### Provided material
=======
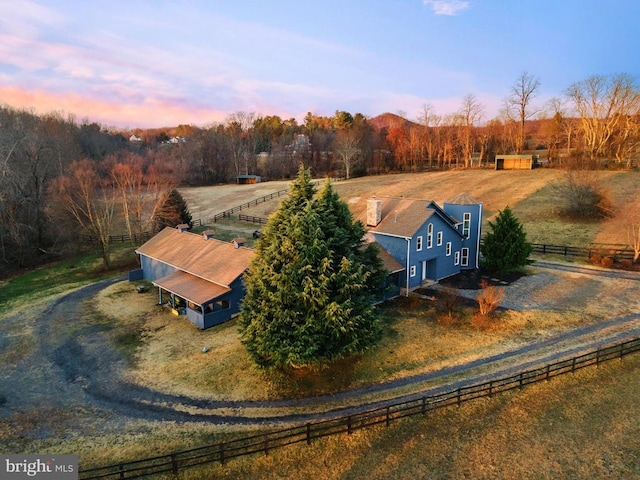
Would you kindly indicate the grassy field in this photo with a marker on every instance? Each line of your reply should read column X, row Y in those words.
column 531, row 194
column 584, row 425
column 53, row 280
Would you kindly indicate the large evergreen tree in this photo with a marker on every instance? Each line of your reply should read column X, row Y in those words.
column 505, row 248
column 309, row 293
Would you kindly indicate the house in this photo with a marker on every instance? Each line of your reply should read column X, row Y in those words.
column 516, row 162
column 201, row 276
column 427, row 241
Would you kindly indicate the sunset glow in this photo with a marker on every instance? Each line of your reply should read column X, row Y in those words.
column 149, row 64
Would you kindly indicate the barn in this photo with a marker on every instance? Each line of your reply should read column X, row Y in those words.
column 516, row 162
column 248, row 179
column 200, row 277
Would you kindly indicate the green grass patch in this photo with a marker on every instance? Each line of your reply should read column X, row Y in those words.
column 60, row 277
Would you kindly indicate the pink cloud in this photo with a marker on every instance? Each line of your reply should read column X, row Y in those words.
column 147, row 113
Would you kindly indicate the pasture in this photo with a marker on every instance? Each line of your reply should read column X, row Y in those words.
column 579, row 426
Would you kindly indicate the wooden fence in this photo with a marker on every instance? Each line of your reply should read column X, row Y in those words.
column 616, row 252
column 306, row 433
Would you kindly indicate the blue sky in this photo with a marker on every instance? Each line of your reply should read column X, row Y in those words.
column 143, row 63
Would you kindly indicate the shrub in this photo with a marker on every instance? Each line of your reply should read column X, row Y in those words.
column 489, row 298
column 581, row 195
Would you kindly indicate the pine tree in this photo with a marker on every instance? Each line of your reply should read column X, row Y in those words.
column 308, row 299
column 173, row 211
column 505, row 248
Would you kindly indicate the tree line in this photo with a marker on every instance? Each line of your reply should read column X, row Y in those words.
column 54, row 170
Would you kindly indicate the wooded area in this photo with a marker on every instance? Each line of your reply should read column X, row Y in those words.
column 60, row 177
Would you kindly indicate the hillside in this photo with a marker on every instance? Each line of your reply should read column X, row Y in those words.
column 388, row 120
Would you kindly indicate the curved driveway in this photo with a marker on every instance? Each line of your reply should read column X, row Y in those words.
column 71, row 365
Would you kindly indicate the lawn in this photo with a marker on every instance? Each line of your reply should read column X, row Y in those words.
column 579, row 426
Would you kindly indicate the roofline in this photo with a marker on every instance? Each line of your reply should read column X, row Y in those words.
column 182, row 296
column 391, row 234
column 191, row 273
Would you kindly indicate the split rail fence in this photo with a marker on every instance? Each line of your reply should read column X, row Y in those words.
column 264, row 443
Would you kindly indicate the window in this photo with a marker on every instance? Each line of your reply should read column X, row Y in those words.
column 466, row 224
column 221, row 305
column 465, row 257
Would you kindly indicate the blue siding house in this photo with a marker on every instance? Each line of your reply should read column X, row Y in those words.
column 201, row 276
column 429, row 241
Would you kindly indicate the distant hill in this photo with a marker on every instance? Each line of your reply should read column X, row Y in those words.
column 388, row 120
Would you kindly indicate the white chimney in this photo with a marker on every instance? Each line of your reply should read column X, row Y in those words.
=======
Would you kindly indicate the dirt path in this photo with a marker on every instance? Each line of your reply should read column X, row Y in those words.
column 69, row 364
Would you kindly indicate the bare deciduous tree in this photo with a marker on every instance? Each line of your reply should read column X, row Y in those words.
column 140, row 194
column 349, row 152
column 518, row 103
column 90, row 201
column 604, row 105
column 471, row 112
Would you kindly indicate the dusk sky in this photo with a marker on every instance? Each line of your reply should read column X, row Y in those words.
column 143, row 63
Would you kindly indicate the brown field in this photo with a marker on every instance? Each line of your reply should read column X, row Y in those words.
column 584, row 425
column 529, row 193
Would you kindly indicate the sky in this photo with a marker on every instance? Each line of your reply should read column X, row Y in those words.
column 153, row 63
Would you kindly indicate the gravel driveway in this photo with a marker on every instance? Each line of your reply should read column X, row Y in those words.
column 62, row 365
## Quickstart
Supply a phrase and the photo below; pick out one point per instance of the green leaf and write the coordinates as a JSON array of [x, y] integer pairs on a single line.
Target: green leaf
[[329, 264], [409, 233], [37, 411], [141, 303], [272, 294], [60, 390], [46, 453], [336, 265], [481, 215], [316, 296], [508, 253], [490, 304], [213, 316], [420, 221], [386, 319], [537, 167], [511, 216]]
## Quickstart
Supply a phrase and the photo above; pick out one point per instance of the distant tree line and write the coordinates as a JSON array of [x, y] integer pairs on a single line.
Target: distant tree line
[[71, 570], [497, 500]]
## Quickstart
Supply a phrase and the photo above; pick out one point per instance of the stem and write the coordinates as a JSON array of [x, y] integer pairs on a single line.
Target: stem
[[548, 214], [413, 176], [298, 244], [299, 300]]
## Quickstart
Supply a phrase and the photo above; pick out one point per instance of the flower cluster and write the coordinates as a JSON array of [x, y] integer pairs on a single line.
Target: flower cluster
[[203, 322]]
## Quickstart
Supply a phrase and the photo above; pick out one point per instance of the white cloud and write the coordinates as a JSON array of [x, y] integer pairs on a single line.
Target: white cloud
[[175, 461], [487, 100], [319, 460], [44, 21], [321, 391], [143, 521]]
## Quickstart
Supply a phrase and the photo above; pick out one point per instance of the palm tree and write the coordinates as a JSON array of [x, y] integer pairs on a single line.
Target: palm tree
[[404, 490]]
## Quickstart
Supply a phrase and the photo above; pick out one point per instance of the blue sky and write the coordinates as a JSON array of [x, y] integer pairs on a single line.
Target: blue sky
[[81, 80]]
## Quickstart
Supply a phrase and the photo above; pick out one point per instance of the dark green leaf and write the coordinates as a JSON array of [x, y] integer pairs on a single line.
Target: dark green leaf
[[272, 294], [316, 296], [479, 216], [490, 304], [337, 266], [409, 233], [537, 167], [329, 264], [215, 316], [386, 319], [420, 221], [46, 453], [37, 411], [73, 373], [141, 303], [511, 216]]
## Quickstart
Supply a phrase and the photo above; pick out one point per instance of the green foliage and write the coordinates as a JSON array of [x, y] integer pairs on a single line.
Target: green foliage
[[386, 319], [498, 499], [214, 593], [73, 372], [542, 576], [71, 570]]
=======
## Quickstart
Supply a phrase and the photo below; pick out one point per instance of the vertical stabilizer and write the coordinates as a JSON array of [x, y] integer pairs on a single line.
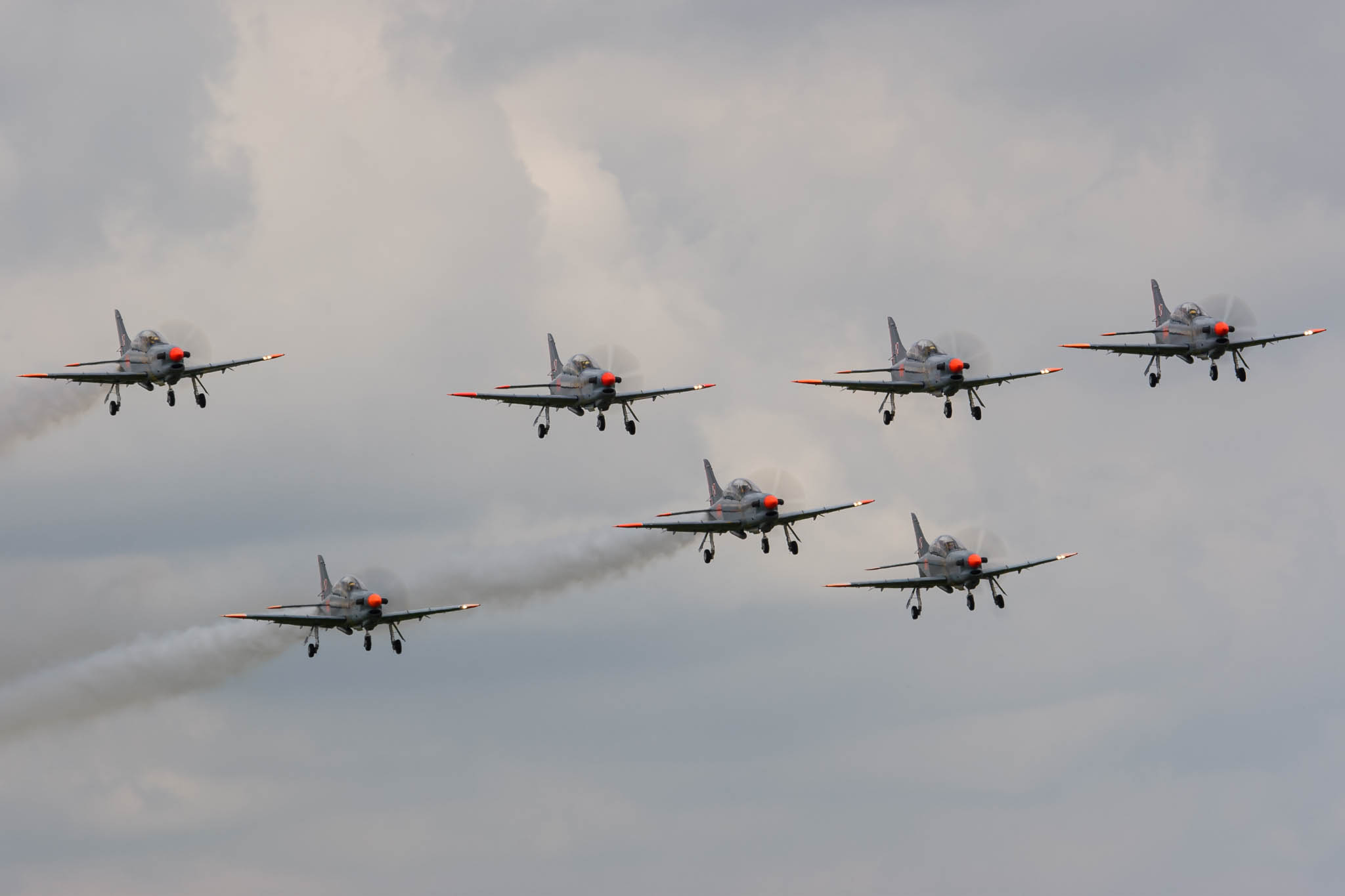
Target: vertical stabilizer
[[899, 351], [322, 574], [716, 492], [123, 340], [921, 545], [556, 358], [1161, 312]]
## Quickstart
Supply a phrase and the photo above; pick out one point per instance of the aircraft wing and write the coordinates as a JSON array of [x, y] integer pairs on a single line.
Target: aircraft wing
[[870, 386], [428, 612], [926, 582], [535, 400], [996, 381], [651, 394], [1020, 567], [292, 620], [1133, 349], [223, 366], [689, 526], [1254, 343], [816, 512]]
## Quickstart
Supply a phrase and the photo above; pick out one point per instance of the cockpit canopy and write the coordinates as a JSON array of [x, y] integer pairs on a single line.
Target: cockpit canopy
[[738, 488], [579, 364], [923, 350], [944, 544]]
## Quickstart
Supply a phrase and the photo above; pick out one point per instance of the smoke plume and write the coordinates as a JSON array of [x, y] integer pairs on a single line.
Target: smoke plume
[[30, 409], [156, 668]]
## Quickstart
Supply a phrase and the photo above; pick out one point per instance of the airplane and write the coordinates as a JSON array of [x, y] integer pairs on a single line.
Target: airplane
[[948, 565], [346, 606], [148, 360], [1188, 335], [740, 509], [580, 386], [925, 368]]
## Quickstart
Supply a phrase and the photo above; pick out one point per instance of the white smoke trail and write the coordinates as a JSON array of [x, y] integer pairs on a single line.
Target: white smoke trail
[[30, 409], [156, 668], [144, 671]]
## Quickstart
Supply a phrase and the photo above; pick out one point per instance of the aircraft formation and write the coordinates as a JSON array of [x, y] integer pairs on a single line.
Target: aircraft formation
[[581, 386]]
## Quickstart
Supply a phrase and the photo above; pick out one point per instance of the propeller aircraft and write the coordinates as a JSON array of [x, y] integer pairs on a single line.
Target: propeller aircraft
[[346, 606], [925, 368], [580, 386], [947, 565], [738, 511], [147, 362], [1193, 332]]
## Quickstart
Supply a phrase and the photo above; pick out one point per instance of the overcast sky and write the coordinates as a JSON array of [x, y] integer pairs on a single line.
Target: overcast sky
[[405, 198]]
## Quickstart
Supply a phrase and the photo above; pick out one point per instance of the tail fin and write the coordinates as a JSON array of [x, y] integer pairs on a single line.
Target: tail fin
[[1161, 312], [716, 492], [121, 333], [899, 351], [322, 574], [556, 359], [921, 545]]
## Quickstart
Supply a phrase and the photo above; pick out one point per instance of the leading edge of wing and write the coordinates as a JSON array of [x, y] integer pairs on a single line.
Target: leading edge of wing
=======
### Required action
Among the lines above, the ones holding the word "edge" must be counted; only that count is to be given.

### Answer below
2